— START RECORDS SHOWN —
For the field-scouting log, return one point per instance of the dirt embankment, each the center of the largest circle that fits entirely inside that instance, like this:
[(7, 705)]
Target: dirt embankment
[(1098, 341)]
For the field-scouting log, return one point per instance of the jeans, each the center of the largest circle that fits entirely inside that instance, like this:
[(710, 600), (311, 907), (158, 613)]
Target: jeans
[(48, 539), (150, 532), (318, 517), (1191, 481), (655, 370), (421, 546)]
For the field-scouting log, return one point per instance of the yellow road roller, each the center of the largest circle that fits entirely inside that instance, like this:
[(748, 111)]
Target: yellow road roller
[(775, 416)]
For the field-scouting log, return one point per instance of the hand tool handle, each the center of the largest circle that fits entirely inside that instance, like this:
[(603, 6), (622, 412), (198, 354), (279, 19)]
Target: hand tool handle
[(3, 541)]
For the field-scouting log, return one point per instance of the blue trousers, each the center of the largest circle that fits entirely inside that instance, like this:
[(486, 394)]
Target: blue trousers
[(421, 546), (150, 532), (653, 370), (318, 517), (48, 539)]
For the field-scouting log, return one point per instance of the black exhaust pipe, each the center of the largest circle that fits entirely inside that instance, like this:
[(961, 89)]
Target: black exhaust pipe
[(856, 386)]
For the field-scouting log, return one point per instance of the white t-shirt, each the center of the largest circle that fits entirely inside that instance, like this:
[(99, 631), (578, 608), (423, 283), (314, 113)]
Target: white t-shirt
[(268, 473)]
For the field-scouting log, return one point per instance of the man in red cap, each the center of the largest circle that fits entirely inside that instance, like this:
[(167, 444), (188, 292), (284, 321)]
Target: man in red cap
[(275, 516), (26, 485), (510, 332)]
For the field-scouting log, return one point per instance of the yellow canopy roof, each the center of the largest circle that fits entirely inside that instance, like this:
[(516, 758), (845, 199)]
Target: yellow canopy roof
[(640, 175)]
— END RECORDS SHOWN —
— START RECORDS SHOWN —
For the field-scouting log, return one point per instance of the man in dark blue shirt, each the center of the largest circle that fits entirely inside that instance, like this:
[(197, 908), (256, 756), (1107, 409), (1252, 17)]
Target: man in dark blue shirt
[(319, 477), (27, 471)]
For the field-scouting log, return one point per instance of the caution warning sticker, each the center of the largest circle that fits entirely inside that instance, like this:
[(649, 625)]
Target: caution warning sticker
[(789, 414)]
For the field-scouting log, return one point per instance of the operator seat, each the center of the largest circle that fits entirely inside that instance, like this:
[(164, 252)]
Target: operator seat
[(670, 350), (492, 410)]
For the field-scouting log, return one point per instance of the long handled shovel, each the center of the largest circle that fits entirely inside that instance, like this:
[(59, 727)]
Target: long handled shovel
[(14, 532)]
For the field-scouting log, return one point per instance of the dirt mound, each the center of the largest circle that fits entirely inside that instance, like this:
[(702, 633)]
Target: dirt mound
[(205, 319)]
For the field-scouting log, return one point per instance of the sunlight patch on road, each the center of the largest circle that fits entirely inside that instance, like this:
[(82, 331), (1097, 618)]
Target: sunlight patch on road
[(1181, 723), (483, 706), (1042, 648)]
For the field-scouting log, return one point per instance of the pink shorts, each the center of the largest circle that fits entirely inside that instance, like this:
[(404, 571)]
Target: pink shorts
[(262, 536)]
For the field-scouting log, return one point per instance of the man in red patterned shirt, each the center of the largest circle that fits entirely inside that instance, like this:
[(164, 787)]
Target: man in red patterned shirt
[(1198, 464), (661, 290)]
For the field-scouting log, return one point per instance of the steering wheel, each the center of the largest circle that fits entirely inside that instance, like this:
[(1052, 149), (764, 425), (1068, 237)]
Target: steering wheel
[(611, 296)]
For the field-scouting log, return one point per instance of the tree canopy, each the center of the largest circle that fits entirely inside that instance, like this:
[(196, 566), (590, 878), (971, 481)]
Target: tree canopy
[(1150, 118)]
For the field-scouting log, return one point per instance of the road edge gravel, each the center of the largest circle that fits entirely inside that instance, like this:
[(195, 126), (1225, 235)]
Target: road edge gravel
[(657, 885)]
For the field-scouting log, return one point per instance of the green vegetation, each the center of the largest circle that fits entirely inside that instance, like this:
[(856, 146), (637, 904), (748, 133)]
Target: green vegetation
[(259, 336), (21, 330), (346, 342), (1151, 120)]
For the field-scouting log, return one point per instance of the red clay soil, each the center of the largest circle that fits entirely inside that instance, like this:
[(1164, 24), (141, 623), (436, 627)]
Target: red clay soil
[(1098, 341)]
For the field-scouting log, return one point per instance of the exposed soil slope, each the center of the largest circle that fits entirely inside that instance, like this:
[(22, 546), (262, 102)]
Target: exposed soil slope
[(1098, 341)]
— END RECORDS SHOWN —
TASK PROMPT —
Repeat the lines of the listing above, from the line with "red cap, each" up to and including the line with "[(640, 175)]".

ANSWER BELOW —
For the field-scouting log, return one point per instance of the man in red cap, each the center of the largest circle that fits entirely inside that instance, like this:
[(167, 444), (188, 292), (284, 321)]
Target: man in red cap
[(275, 516), (26, 485), (510, 332)]
For the field-scouting log, return one point per instance of the yellow canopy roof, each the center of the largest circle that fits entirely inside that instance, like this:
[(516, 758), (845, 199)]
Target: yellow canopy roof
[(640, 175)]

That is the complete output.